* _OBJETIVO A_: Transcribe completo el texto sobre Villa Celina que aparece a continuación, sin cambiar nada.

Viví en Villa Celina desde el principio de la
secundaria hasta el comienzo (y abandono) de la facultad. Fue la época en que
comenzaba a salir de noche con mis amigos: primero a Lugano, después más allá
de Rivadavia.
Ahora a Celina vuelvo sólo los fines de semana y de
día, para almorzar con mis viejos y jugar con mis hijos en ese parque inmenso
que aún conservan sólo algunas de las torres. Pero el sábado a la tarde mi hijo
quiso ir a dormir a casa de los abuelos, y juntos nos tomamos el 36. Anochecía
mientras el colectivo avanzaba dando tumbos por esa ruta que me sé de memoria:
Rivadavia, Olivera, Larrazábal, Murguiondo, Av. Cruz y, entonces, La Frontera.
Desde Flores, Dante venía jugando con un láser,
fingiendo que era una mira telescópica que apuntaba a todo lo que el colectivo
mostraba por sus ventanillas: paredes, gentes, autos. Cuando llegamos a General
Paz, que para los que nacimos en provincia siempre fue y será La Frontera, él continuaba
apuntando con el láser. Hasta que al cruzar por debajo del puente vio a los
seis gendarmes, los dos patrulleros/camionetas y las tres motos, y se lo guardó
en un bolsillo, porque el operativo lo asustó y le dio miedo que los tipos se
lo quitaran. Entonces me acordé de Balestra: “en medio de la frontera que protegía a la Capital del peligro que,
al parecer, amenazaba desde la
Provincia de Buenos Aires”.

* _FILAS DE DATOS_:
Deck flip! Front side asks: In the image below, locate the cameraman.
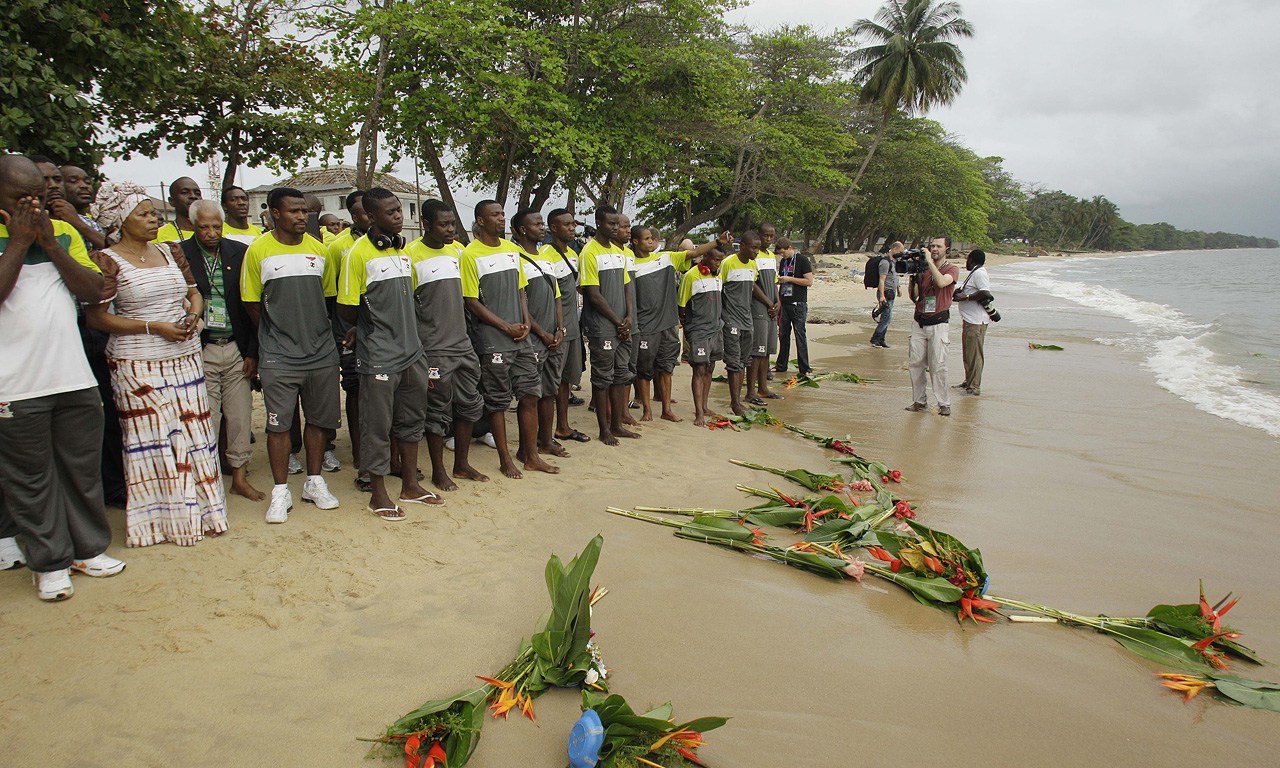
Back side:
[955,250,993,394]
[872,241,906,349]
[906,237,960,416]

--

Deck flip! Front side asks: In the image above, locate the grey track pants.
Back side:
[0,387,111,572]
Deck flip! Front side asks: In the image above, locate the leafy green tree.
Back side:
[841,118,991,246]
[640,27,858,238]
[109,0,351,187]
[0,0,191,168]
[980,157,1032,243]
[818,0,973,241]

* _OBJETIVO B_: En las filas, vuelve a escribir desde la línea que contiene "grey track pants." hasta la línea que contiene "[818,0,973,241]", ambas incluidas, cambiando "Back side" por "Reverse side". Todo lo demás debe quedar igual.

* _RESPUESTA A_:
Viví en Villa Celina desde el principio de la
secundaria hasta el comienzo (y abandono) de la facultad. Fue la época en que
comenzaba a salir de noche con mis amigos: primero a Lugano, después más allá
de Rivadavia.
Ahora a Celina vuelvo sólo los fines de semana y de
día, para almorzar con mis viejos y jugar con mis hijos en ese parque inmenso
que aún conservan sólo algunas de las torres. Pero el sábado a la tarde mi hijo
quiso ir a dormir a casa de los abuelos, y juntos nos tomamos el 36. Anochecía
mientras el colectivo avanzaba dando tumbos por esa ruta que me sé de memoria:
Rivadavia, Olivera, Larrazábal, Murguiondo, Av. Cruz y, entonces, La Frontera.
Desde Flores, Dante venía jugando con un láser,
fingiendo que era una mira telescópica que apuntaba a todo lo que el colectivo
mostraba por sus ventanillas: paredes, gentes, autos. Cuando llegamos a General
Paz, que para los que nacimos en provincia siempre fue y será La Frontera, él continuaba
apuntando con el láser. Hasta que al cruzar por debajo del puente vio a los
seis gendarmes, los dos patrulleros/camionetas y las tres motos, y se lo guardó
en un bolsillo, porque el operativo lo asustó y le dio miedo que los tipos se
lo quitaran. Entonces me acordé de Balestra: “en medio de la frontera que protegía a la Capital del peligro que,
al parecer, amenazaba desde la
Provincia de Buenos Aires”.

* _RESPUESTA B_:
Deck flip! Front side asks: In the image above, locate the grey track pants.
Reverse side:
[0,387,111,572]
Deck flip! Front side asks: In the image above, locate the leafy green tree.
Reverse side:
[841,118,991,246]
[640,27,858,238]
[109,0,351,187]
[0,0,191,168]
[980,157,1032,243]
[818,0,973,241]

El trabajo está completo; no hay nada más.